--- Start Given entries ---

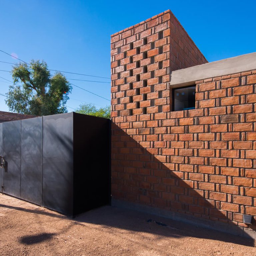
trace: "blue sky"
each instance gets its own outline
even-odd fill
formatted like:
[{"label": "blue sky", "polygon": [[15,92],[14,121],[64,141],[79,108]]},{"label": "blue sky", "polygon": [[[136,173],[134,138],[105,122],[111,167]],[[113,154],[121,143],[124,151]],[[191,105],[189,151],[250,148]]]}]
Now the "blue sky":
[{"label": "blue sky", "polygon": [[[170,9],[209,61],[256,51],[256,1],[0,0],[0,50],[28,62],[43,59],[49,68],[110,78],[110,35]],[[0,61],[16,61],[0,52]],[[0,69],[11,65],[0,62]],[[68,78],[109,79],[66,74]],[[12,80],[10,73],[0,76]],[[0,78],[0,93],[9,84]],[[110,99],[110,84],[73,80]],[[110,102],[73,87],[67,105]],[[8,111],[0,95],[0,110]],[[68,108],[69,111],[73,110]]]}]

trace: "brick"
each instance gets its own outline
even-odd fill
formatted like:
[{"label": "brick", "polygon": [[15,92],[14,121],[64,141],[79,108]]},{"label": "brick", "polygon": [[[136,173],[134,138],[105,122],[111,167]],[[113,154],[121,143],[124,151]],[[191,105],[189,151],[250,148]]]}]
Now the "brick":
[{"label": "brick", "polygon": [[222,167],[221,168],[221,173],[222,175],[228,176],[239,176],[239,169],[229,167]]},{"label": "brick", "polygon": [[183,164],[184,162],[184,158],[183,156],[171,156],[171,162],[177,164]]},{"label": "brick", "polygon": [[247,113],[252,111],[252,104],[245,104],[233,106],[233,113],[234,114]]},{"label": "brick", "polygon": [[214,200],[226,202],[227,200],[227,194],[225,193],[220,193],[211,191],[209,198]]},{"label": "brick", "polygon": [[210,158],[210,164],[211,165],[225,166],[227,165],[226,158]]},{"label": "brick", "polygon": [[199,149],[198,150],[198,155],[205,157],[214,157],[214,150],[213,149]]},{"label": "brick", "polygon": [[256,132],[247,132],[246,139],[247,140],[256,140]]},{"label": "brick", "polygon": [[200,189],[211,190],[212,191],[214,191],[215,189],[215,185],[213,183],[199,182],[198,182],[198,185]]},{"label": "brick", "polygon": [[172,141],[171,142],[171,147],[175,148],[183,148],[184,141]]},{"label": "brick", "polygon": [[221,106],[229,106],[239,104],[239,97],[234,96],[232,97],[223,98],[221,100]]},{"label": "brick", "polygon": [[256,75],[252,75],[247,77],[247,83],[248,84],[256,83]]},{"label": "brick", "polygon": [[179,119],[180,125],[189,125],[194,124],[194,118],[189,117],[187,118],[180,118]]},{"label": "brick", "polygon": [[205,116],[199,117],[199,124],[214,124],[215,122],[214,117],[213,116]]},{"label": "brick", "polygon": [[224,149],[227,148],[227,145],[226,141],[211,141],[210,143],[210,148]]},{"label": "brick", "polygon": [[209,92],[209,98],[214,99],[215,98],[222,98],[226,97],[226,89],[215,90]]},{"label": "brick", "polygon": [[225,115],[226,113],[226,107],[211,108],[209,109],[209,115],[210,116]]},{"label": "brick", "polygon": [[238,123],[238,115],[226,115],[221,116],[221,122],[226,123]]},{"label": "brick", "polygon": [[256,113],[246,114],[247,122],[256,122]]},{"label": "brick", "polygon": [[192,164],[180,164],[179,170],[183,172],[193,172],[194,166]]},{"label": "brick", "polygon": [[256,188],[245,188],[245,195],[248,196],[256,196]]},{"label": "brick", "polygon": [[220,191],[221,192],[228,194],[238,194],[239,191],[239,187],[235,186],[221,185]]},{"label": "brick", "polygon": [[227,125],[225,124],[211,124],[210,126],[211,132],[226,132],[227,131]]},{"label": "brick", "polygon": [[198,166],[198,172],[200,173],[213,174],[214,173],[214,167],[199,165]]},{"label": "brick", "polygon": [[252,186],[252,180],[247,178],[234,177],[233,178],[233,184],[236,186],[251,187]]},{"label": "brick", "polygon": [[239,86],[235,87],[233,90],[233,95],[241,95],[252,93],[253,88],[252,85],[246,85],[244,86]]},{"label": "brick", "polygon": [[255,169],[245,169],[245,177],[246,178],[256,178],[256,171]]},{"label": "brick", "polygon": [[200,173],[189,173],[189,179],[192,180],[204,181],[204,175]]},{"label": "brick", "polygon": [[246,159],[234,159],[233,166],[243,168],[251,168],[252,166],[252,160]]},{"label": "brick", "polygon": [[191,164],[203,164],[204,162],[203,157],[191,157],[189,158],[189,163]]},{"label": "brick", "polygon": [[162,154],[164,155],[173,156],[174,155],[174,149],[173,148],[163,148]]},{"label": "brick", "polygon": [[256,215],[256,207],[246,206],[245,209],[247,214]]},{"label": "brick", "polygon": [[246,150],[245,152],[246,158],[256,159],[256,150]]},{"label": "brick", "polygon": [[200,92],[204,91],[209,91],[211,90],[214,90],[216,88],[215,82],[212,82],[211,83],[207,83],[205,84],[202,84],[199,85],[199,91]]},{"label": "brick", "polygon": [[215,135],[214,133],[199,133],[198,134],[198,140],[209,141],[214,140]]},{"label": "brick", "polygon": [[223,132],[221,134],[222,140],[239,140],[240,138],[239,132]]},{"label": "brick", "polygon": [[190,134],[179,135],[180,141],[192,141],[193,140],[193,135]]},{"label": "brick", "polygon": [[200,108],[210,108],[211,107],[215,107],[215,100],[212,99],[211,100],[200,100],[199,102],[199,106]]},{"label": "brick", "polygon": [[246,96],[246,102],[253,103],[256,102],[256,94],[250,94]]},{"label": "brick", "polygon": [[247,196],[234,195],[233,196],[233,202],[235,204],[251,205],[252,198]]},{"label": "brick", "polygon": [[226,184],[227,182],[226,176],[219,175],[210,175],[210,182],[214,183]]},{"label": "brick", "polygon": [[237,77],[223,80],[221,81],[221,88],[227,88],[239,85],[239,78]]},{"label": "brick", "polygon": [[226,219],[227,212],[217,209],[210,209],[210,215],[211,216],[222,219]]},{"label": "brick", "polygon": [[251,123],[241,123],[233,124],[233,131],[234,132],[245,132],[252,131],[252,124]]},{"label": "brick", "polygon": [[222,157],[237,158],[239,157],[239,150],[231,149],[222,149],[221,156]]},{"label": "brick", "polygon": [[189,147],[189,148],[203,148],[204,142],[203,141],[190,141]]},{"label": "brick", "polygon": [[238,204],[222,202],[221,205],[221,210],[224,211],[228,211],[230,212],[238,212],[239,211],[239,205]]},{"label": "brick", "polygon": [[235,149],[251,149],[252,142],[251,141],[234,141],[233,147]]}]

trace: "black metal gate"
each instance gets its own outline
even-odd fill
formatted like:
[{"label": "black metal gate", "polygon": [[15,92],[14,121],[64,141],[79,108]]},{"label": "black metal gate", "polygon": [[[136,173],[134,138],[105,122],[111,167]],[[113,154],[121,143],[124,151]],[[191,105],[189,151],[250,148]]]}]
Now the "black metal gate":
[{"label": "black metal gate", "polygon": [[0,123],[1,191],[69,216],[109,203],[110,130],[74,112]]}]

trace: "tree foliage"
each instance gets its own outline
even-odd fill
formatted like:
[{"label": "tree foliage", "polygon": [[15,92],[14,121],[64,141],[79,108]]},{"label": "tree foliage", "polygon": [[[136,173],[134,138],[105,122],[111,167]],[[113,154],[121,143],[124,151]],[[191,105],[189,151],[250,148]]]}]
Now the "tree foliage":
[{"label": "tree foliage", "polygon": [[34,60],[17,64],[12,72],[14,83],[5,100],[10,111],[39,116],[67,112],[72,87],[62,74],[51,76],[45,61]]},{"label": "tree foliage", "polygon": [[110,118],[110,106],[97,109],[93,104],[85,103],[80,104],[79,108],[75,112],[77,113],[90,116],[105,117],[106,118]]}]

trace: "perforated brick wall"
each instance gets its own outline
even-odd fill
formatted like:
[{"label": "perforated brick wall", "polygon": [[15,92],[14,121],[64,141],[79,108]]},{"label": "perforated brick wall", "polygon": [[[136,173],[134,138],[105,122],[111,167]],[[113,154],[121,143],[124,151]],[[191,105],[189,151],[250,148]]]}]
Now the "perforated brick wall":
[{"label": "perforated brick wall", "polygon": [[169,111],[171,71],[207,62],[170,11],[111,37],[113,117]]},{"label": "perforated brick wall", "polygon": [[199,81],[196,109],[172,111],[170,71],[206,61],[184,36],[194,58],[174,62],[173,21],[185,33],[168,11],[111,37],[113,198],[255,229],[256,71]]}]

--- End Given entries ---
--- Start Given entries ---

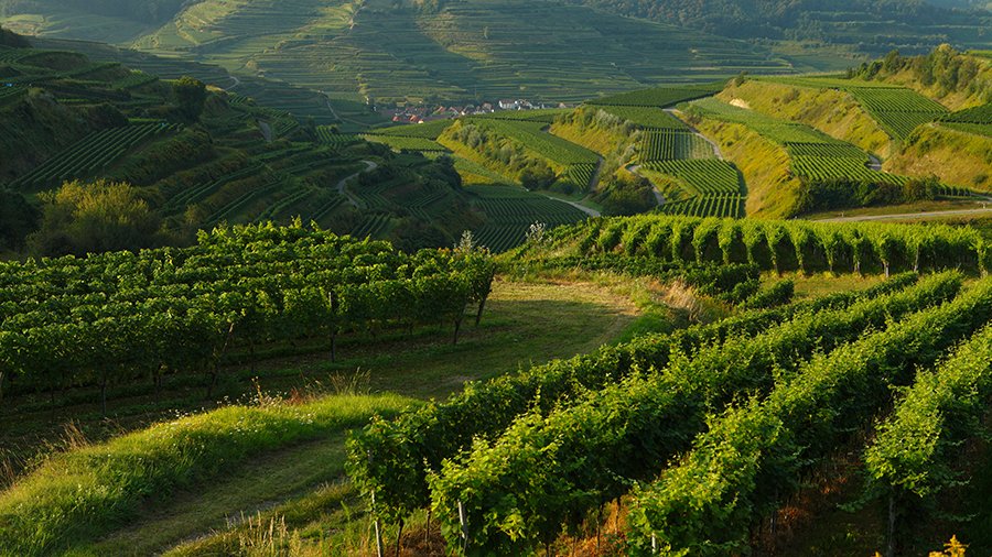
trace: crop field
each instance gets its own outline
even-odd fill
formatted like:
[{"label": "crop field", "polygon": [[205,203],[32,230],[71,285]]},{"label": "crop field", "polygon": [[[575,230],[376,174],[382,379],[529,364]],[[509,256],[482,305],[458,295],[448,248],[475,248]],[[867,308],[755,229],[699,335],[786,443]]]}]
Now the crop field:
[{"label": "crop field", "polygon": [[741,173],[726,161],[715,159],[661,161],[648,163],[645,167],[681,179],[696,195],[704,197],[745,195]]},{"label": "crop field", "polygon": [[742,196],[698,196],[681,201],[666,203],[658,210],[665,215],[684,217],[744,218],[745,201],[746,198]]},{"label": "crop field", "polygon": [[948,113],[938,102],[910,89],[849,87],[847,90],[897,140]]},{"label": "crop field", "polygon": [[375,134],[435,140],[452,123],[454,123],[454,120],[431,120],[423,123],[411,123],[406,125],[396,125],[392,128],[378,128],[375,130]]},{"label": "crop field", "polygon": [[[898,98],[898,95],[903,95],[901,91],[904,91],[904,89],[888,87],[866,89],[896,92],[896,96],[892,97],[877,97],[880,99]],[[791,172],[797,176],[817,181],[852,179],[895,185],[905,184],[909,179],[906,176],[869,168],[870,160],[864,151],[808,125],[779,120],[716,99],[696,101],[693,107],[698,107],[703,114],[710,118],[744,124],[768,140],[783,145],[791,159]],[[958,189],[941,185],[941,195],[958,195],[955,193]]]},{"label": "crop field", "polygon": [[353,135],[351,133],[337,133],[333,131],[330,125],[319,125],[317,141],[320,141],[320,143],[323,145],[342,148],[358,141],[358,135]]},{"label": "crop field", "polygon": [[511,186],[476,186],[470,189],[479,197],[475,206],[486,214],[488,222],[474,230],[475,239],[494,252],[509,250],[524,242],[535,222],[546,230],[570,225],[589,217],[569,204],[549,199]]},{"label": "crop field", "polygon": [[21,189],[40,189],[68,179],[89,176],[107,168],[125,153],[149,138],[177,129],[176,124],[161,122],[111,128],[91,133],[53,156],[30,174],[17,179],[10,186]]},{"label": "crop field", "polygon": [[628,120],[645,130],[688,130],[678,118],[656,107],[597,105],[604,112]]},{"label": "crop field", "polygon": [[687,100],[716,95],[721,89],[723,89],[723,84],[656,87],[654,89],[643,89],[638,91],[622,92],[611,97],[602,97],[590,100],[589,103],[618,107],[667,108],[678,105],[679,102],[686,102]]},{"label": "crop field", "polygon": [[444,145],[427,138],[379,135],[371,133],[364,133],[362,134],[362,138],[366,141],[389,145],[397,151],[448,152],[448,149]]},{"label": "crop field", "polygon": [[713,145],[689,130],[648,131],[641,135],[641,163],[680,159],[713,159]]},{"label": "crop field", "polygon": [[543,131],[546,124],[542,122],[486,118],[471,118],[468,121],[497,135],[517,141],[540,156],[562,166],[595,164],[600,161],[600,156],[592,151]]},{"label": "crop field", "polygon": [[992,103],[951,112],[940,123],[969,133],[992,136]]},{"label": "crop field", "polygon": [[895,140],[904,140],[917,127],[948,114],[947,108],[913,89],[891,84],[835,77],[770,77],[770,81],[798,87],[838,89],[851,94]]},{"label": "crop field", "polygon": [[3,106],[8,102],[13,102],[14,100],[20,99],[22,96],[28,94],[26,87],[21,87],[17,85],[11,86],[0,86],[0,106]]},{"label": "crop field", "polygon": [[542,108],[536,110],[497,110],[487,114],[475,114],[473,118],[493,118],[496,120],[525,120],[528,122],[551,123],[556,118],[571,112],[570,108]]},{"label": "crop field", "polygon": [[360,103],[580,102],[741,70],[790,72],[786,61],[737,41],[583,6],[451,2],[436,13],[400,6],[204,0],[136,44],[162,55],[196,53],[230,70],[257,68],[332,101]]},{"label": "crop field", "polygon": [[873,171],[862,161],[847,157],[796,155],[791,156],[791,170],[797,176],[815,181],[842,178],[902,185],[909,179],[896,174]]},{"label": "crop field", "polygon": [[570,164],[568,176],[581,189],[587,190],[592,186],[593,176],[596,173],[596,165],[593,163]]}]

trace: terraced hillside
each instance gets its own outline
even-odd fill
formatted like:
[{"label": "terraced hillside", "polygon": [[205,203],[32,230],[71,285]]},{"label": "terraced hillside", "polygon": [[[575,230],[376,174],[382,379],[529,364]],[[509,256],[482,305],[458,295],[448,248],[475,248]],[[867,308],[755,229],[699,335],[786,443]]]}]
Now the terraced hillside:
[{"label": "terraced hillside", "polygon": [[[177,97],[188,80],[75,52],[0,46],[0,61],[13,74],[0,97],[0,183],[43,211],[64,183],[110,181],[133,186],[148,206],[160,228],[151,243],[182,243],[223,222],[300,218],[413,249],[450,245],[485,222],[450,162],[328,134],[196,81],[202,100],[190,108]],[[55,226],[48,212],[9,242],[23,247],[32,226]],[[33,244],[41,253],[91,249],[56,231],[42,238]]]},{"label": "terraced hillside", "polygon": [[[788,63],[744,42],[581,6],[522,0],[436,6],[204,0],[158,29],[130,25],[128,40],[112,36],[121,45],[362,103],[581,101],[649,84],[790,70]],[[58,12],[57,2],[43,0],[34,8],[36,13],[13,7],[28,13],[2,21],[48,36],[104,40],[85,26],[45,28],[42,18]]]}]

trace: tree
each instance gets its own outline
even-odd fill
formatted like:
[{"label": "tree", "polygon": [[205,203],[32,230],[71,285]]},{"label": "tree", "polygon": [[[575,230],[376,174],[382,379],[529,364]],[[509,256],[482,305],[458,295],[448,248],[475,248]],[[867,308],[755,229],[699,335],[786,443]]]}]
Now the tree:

--- End Given entries ---

:: What is required ::
Please collect every line in the entries above that contains the word "perforated" and copy each one in full.

:: Response below ::
trace: "perforated brick wall"
[{"label": "perforated brick wall", "polygon": [[15,92],[14,121],[64,141],[79,108]]},{"label": "perforated brick wall", "polygon": [[[136,173],[134,138],[105,122],[111,167]],[[113,154],[121,143],[124,151]],[[191,105],[189,151],[250,148]]]}]
Now the "perforated brick wall":
[{"label": "perforated brick wall", "polygon": [[169,111],[171,71],[207,62],[170,11],[111,37],[113,117]]},{"label": "perforated brick wall", "polygon": [[199,81],[196,109],[172,111],[170,71],[206,61],[184,36],[194,58],[174,62],[173,21],[185,33],[168,11],[111,37],[113,198],[255,229],[256,71]]}]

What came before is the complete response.